> [Action item] Output only these lines, set down exactly: the one containing "# point at: tall" and each line after it through the end of the records.

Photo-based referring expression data
Segment Open
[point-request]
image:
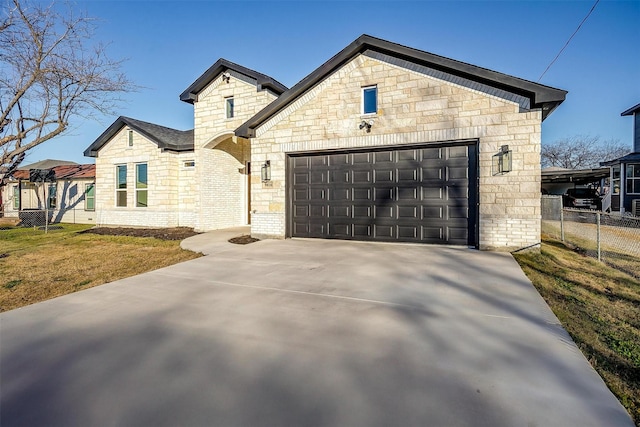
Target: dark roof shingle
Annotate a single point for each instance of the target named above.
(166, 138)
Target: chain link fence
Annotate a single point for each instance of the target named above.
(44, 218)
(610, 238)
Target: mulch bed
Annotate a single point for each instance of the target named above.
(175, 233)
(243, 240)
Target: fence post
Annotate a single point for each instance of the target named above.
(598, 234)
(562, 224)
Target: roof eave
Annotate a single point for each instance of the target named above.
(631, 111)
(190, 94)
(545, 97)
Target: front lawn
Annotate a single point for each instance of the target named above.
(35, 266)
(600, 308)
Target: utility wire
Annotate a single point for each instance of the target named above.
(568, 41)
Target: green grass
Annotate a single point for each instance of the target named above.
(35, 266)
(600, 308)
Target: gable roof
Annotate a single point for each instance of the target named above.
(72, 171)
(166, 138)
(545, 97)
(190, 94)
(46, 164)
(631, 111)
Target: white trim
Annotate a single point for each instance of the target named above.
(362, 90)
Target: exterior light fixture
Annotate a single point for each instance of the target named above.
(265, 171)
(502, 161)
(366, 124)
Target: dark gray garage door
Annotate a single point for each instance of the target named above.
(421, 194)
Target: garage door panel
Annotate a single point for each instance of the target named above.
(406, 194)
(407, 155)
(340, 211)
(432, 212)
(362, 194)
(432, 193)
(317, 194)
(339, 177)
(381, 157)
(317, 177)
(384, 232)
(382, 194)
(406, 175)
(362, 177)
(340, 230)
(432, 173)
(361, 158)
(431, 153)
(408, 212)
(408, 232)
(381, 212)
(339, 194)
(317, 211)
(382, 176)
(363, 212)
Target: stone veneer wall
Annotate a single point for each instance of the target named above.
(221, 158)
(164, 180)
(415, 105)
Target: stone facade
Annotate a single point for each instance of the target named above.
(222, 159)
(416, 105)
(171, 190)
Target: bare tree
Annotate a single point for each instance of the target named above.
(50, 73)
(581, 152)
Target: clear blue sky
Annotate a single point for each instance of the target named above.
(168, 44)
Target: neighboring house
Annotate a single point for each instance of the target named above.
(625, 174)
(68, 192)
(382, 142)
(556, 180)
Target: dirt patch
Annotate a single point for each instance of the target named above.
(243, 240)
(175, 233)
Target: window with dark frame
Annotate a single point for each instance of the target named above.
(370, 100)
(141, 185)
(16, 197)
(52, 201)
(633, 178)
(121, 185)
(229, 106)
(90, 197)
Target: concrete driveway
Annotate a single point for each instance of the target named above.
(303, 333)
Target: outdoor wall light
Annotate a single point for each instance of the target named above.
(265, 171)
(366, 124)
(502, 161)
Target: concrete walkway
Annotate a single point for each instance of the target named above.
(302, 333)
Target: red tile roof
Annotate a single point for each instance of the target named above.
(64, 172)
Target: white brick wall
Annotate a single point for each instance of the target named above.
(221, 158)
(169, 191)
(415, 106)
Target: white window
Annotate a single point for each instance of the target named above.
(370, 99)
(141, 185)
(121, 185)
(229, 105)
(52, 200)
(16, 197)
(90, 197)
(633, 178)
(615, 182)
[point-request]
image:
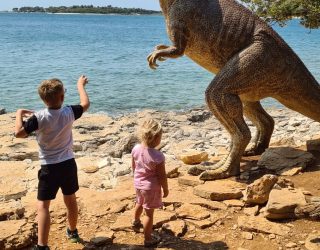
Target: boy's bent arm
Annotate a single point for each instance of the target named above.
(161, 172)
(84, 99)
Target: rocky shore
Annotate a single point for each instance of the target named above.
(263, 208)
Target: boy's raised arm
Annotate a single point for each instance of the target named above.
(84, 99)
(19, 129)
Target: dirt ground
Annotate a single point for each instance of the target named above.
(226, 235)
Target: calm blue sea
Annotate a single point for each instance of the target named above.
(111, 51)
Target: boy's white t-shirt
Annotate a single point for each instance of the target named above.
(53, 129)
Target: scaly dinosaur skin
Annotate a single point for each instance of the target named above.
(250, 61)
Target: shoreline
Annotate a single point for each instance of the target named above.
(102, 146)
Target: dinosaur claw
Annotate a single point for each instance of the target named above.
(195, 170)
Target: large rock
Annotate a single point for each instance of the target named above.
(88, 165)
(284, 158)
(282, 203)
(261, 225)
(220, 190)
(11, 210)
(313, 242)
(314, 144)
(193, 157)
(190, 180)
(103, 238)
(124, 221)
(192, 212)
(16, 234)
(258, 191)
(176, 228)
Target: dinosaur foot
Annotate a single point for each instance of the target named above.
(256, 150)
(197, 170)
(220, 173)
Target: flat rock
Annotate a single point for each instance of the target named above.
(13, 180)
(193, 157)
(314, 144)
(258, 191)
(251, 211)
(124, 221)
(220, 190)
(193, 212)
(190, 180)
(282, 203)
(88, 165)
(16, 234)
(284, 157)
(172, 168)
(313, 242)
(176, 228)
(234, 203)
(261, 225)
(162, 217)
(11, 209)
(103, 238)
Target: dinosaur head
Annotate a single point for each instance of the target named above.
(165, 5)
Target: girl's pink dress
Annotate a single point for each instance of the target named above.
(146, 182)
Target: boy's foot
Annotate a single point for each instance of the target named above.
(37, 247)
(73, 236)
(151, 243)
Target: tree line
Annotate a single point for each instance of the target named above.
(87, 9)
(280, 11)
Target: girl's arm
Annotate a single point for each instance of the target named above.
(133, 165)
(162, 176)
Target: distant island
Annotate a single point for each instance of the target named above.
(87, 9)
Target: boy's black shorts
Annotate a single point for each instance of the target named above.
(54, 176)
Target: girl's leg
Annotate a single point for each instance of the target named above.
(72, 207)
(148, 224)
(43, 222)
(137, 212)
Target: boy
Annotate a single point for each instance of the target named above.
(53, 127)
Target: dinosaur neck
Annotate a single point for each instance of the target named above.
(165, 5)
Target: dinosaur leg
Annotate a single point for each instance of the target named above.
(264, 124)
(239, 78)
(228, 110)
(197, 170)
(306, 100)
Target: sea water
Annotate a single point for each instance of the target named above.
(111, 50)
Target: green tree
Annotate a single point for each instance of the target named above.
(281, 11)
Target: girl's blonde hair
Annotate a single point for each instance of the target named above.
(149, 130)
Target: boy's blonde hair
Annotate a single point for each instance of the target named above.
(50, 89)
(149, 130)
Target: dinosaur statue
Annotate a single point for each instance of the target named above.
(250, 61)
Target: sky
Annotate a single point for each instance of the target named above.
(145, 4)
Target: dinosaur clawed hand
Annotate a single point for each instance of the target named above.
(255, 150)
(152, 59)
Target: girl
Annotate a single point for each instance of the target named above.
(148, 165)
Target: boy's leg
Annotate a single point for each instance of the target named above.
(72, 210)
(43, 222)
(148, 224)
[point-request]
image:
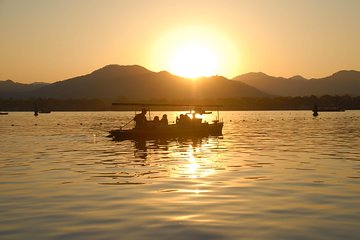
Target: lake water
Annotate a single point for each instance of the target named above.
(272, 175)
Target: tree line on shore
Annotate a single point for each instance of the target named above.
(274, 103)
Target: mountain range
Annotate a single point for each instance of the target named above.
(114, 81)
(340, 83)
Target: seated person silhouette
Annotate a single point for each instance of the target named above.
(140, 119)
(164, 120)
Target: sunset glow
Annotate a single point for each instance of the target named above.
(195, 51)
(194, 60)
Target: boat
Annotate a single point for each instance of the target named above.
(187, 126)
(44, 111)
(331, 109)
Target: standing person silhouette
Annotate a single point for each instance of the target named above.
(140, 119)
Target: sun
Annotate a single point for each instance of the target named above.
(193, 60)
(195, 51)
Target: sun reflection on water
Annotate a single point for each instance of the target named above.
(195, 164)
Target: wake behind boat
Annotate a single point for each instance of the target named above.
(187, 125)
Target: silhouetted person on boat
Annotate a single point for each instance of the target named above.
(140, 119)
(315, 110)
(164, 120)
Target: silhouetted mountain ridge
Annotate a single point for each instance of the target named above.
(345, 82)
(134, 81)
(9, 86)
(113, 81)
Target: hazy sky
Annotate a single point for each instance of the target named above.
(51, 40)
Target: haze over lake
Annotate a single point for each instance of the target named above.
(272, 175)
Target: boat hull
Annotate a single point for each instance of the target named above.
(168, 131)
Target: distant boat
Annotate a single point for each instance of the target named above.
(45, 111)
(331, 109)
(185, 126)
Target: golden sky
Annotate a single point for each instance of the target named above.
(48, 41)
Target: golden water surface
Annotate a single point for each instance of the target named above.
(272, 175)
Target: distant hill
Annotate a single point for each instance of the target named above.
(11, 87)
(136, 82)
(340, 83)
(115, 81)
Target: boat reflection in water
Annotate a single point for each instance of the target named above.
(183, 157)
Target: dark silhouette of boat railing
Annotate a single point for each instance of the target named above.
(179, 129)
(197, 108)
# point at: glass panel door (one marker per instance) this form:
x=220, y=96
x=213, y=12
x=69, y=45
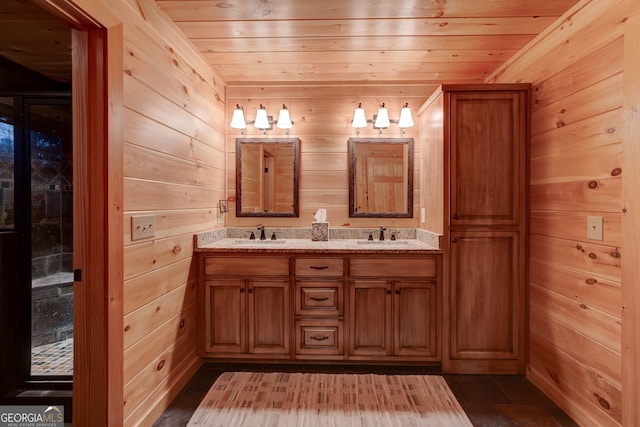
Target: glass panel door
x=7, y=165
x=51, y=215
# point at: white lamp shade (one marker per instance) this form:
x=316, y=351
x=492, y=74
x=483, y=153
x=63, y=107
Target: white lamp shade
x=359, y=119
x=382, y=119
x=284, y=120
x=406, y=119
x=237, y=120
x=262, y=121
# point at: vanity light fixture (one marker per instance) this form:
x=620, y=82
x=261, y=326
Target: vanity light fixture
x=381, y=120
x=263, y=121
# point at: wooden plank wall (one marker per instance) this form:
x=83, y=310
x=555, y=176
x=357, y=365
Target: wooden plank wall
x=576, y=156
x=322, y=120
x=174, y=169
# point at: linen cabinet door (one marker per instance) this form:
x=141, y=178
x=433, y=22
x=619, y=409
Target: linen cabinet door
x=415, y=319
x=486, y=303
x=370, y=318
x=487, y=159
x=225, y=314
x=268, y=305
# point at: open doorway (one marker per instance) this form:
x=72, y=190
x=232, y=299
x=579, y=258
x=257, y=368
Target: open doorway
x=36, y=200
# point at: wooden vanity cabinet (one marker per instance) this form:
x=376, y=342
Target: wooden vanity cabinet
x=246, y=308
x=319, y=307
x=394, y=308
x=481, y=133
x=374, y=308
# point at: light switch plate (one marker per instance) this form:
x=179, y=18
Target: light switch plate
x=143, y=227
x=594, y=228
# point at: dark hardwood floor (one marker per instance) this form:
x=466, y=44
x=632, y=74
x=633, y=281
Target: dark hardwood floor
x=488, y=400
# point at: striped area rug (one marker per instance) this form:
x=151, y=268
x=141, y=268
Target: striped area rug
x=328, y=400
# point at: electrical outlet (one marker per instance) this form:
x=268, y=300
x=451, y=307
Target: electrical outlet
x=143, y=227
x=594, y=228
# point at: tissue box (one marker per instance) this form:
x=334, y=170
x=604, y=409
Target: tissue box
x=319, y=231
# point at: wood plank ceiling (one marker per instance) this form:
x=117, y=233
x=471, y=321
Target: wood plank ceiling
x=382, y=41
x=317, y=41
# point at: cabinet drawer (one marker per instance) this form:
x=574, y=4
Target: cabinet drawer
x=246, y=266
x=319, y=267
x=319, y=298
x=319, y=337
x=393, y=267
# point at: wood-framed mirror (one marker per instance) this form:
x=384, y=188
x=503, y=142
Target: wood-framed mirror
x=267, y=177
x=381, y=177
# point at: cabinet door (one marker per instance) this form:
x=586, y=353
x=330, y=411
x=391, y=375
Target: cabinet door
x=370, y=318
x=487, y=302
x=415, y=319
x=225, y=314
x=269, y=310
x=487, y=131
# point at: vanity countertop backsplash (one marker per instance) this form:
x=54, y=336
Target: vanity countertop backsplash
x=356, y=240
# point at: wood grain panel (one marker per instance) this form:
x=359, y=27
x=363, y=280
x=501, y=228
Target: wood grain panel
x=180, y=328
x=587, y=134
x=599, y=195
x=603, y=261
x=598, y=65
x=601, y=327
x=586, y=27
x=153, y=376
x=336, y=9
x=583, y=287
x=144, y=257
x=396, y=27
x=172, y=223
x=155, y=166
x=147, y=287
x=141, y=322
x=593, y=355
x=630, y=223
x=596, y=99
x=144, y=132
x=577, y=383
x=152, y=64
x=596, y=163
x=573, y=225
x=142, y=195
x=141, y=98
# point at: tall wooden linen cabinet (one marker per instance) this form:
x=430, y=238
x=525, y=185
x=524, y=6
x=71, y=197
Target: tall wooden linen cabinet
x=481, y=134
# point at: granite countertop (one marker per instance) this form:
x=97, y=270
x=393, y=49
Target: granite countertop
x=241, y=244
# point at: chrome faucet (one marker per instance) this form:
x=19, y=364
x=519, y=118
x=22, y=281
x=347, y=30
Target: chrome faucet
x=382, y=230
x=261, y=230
Segment Closed
> [Exercise output]
# point at: tall wooden linen cabinet (one marker per instance) this form:
x=430, y=238
x=525, y=185
x=524, y=6
x=71, y=197
Target: tall wooden linen cabinet
x=481, y=134
# point at: granite countertop (one marker per instance) this form:
x=97, y=270
x=393, y=49
Target: granite countertop
x=241, y=244
# point at: chrome faucet (one marker per instance) this form:
x=19, y=364
x=519, y=118
x=22, y=281
x=347, y=30
Target: chrome faucet
x=382, y=230
x=261, y=230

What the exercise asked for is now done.